■ EXTRACT
#####

Aquihired? My understanding, is that Google is infamous for requiring, not just degrees, but degrees at prestigious STEM colleges.

Apple is known for hiring folks with patchy educational creds. They showed interest in me, a couple of times, and I’m as scruffy as you can get.


Replies

Spooky23today at 1:03 PM

Old Apple was definitely like that, I worked with them as a customer and all of the tech people i was directly exposed to were “weirdos” (in the best expression of the word) from a background perspective, a lot of musicians by training in particular. They were all smart people passionate about their work.

My anecdotal 1/1 story re Google from a long time ago was they recruited me via a high level referral for a gig, went through an pretty strenuous (and interesting) interview process and got to the final boss for a vibe check go/no go. I was ghosted at that point. A lot of things could have killed that, but the dude name dropped his Ivy League experience no less than 5 times, so I suspected my attendance at Peasant State was a personal issue.

#####

Bounding box annotations:
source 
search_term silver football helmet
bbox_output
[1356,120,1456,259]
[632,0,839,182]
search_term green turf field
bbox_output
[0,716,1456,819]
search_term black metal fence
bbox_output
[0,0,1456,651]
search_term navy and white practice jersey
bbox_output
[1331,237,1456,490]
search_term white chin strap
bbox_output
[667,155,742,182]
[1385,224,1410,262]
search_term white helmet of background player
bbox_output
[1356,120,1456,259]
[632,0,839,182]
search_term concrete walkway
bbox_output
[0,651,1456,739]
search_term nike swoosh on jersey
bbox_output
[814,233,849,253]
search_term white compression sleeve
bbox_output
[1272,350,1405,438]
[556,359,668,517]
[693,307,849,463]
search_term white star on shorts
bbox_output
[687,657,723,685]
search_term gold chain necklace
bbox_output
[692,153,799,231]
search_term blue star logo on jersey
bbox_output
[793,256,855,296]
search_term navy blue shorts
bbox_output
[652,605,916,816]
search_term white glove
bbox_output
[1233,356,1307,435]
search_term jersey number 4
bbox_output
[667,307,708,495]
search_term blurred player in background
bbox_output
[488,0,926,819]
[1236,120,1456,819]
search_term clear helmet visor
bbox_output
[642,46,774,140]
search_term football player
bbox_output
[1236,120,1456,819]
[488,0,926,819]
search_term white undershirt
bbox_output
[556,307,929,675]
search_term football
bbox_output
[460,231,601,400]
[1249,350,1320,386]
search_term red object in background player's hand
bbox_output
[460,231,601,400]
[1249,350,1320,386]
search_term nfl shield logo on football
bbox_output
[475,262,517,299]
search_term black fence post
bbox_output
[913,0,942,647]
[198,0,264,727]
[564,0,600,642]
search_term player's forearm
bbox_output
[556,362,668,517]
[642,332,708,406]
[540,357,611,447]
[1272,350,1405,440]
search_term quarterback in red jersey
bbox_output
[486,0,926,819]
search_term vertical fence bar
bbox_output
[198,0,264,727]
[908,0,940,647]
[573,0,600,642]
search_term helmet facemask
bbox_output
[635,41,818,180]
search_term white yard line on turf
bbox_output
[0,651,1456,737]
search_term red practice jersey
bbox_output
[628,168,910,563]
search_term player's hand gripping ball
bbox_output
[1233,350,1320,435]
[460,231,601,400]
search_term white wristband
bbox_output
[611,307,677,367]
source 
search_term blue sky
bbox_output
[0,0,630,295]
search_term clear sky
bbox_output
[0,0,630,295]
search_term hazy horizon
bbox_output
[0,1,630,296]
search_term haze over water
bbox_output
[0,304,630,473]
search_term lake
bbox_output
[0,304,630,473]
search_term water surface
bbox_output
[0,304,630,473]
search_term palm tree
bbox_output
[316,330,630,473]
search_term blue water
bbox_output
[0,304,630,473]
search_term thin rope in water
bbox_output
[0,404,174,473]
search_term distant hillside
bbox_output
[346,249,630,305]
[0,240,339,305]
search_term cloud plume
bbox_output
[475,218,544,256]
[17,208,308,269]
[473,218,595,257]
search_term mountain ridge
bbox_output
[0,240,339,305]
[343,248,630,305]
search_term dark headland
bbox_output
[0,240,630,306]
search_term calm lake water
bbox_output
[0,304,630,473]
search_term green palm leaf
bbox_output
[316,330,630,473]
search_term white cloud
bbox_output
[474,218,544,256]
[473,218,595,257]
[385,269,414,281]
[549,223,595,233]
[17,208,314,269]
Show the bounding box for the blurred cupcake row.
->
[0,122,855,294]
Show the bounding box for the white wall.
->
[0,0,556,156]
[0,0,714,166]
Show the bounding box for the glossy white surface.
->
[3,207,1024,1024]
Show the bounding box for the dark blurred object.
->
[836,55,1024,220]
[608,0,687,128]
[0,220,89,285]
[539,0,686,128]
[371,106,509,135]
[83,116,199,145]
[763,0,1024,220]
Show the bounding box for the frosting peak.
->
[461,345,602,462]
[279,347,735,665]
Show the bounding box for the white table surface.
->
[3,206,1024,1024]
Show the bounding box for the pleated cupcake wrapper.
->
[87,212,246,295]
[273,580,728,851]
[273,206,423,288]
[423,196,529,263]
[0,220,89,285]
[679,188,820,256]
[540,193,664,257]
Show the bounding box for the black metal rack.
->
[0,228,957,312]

#####

■ GIVEN EXERCISE A
Summarize the forum exchange about hiring in two sentences.
■ GIVEN EXERCISE B
Proceed with the forum exchange about hiring, starting right after its last sentence.
These records are separate from the forum exchange.

■ EXPECTED ANSWER A
One commenter says Google is known for requiring degrees from prestigious STEM colleges, while Apple hires people with patchy educational credentials and showed interest in the commenter a couple of times. A reply says the tech people at old Apple were smart, passionate "weirdos," many trained as musicians, and recalls reaching a final vibe check at Google after a referral and a strenuous interview process, then being ghosted by an interviewer who name-dropped Ivy League experience at least five times.

■ EXPECTED ANSWER B
sgerensertoday at 12:07 PM

I have only a bachelors degree from a school ranked #57 in U.S. news undergraduate engineering programs (not terrible, but hardly prestigious). Google still interviewed me a few times (including back in the old days when that meant flying out for a full day on-site interview). I’m not convinced they really even looked at my college beyond seeing that I had a bachelors degree.

reactordevtoday at 11:35 AM

I too have spotty educational credentials and for a while it was fine but once you hit mid 30s it becomes an issue for some people in executive power. Then there are jobs and companies that won’t even speak to you without a masters degree. I’ll admit the spectrum is wide but in the last decade more and more emphasis has been on where you went to school, not what have you done.

anonym29today at 12:03 PM

No, and removed anyway because n=1 of me isn't a load-bearing pillar of my broader point, and came across as braggy in a way that detracts from the message I want to present upon a re-reading.